Set exercise 1
In the records, copy out word for word the lines starting with the line that contains "Tag every instance of the front wheel" and going on through the line that contains "(1177, 395)".

Source
— BEGIN —

The crowd loved it. “For the first time in my life, I was really glad I had two bodyguards because a thousand people sticking telephones in your face and trying to get near you is scary,” he said. “I didn’t want to get trampled, and I kept saying ‘Where’s the fire exit?’ And the bodyguards were like, ‘What, are you leaving?’ I said, ‘No, I’m an architect; I want to know where’s the fire exit.’”
Marino continued to regale us with wondrous tales about his life, legendary career and his work with worthy causes. Read on as we demystify this master.
Trademark leather look was his wife’s idea
Marino’s wife, Jane Trapnell, is a costume designer whose work has appeared in major TV shows like Beverly Hills 90210, Kate & Allie and As the World Turns. Once when Marino rode his motorcycle from the Hamptons to Manhattan, he had no time to change out of his biker gear before an interview at his office. And Jane told him to just go with it and make it his signature style. “She put it something like this: You can look like every other bloody architect in the world with your navy blazer and khaki trousers for the rest of your life, and no one will ever know who you are or recognize you, or you can go with your little motorcycle look, buddy.” Marino also notes that as he works with so many fashion houses, wearing a self-styled uniform avoids offending clients.
Tightwad Andy Warhol kick-started Marino’s career
Marino’s first commission under his own name was from Andy Warhol, to design the artist’s house on East 66thStreet. “He bought a beautiful, very elegant townhouse because his mom had died in the big house on Lexington Avenue, and it was creeping him out,” Marino said. “So at that point, in the 1970s, he had enough money to buy a terribly beautiful townhouse, and he needed a really cheap architect that he could take advantage of. [Pause] I mean, he needed a really talented young person to fix up the kitchen, bathrooms, etc. So yeah, he gave me the money to open my own studio and do the architecture for the townhouse.”

— END —

Information given

— BEGIN —

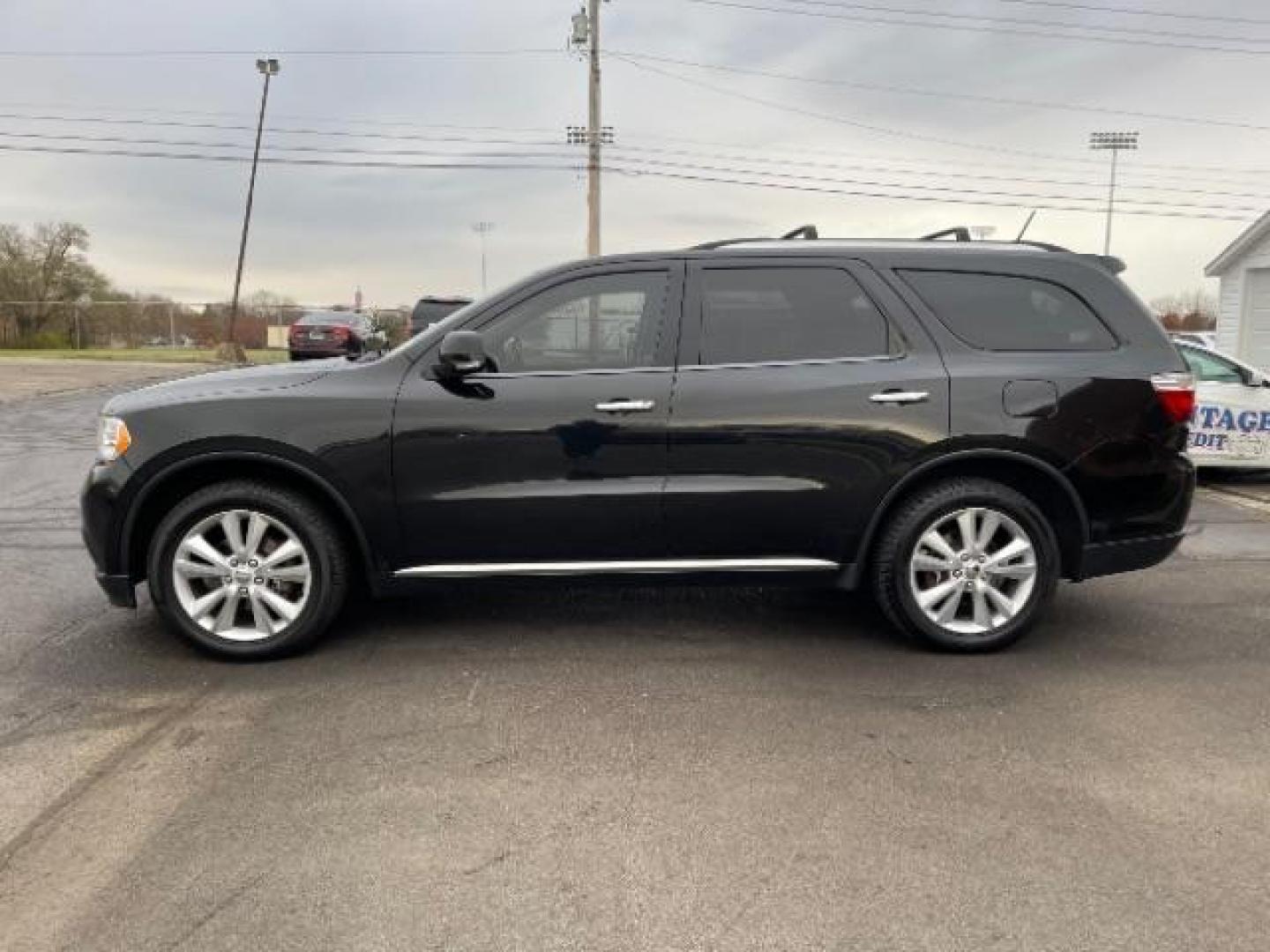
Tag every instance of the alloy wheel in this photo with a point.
(973, 570)
(242, 576)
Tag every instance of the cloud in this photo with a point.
(173, 227)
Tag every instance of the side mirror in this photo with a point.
(461, 352)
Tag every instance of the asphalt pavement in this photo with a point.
(628, 768)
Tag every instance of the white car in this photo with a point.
(1231, 426)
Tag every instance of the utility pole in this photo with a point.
(1114, 143)
(482, 228)
(594, 145)
(586, 34)
(230, 349)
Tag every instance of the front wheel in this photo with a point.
(967, 565)
(248, 570)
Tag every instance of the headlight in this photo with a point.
(112, 438)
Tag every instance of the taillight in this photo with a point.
(1177, 395)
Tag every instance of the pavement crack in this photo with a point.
(220, 906)
(501, 856)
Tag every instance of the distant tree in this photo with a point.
(49, 271)
(1189, 310)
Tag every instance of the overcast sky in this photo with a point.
(172, 227)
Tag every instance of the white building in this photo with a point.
(1244, 306)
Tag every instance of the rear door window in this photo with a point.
(765, 315)
(1010, 312)
(1211, 368)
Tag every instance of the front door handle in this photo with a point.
(900, 397)
(625, 406)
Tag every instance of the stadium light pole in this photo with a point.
(231, 349)
(482, 228)
(1114, 143)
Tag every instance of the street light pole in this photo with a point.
(270, 69)
(1114, 143)
(482, 228)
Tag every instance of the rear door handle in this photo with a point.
(625, 406)
(900, 397)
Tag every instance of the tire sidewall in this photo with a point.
(184, 517)
(1044, 544)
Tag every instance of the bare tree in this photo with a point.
(46, 268)
(1189, 310)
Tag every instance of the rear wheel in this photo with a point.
(967, 565)
(248, 570)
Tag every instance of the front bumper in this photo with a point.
(120, 589)
(101, 528)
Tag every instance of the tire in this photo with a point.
(280, 607)
(961, 614)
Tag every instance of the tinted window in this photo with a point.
(1004, 312)
(601, 323)
(757, 315)
(1209, 367)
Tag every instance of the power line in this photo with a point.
(984, 198)
(1133, 32)
(276, 147)
(228, 127)
(944, 94)
(938, 190)
(150, 54)
(554, 141)
(1006, 31)
(333, 163)
(818, 190)
(1139, 11)
(898, 133)
(639, 152)
(845, 121)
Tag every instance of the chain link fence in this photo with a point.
(161, 324)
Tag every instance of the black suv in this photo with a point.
(952, 424)
(433, 310)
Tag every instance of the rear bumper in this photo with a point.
(101, 527)
(1125, 556)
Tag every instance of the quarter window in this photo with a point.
(1007, 312)
(601, 323)
(761, 315)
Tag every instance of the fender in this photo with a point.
(854, 570)
(196, 455)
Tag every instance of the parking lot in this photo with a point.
(620, 768)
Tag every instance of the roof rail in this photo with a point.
(808, 233)
(804, 231)
(959, 234)
(724, 242)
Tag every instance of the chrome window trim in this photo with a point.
(594, 372)
(807, 362)
(653, 566)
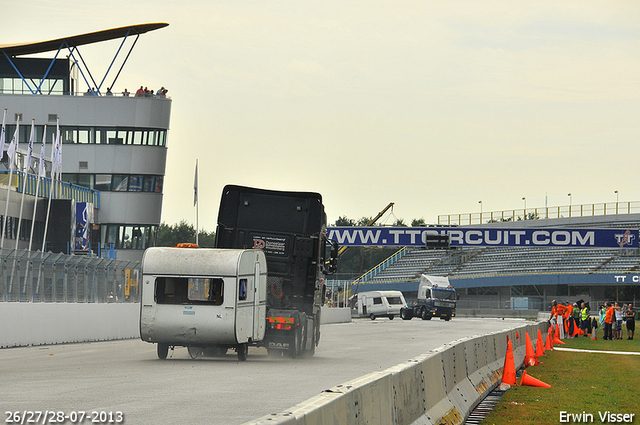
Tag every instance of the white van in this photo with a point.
(203, 299)
(373, 304)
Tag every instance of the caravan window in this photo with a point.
(242, 291)
(183, 290)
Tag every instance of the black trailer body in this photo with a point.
(290, 228)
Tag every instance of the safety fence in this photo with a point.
(61, 190)
(33, 276)
(583, 210)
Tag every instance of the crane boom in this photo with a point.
(370, 223)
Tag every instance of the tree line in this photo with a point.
(353, 262)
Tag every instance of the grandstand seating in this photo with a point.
(483, 262)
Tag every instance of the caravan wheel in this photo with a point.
(243, 351)
(163, 350)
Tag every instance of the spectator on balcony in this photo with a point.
(609, 317)
(630, 317)
(617, 310)
(585, 321)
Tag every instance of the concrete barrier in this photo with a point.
(26, 324)
(334, 315)
(442, 386)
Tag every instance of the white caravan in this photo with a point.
(373, 304)
(208, 300)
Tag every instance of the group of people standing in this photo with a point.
(141, 92)
(578, 315)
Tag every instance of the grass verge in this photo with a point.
(581, 383)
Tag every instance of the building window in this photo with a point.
(129, 236)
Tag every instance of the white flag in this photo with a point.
(30, 147)
(2, 136)
(55, 154)
(41, 169)
(59, 155)
(195, 187)
(14, 141)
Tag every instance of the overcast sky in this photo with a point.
(432, 105)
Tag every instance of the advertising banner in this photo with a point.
(84, 222)
(484, 236)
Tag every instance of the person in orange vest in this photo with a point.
(561, 309)
(608, 322)
(568, 320)
(554, 312)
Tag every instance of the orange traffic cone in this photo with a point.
(532, 382)
(530, 358)
(549, 345)
(539, 345)
(509, 369)
(556, 337)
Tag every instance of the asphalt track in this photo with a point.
(127, 376)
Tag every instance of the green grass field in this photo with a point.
(582, 384)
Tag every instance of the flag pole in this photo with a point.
(35, 207)
(54, 160)
(195, 198)
(11, 153)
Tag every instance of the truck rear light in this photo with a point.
(277, 319)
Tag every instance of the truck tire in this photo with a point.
(294, 348)
(195, 352)
(406, 314)
(424, 314)
(163, 350)
(243, 351)
(307, 354)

— END —

Set exercise 2
Sum up the text about the architect Marino in two sentences.

Final answer 1
Tag every instance of the front wheel in this photo with a point.
(967, 565)
(248, 570)
Tag every instance of the headlight in this photo with a point.
(112, 438)
Tag every instance of the taillight in this photo with a point.
(1177, 395)

Final answer 2
Marino's trademark leather look came from his wife, costume designer Jane Trapnell, who told him to make his biker gear his signature style after he arrived at an interview still wearing it. His first commission under his own name came from Andy Warhol, who had him design his townhouse on East 66th Street and gave him the money to open his own studio.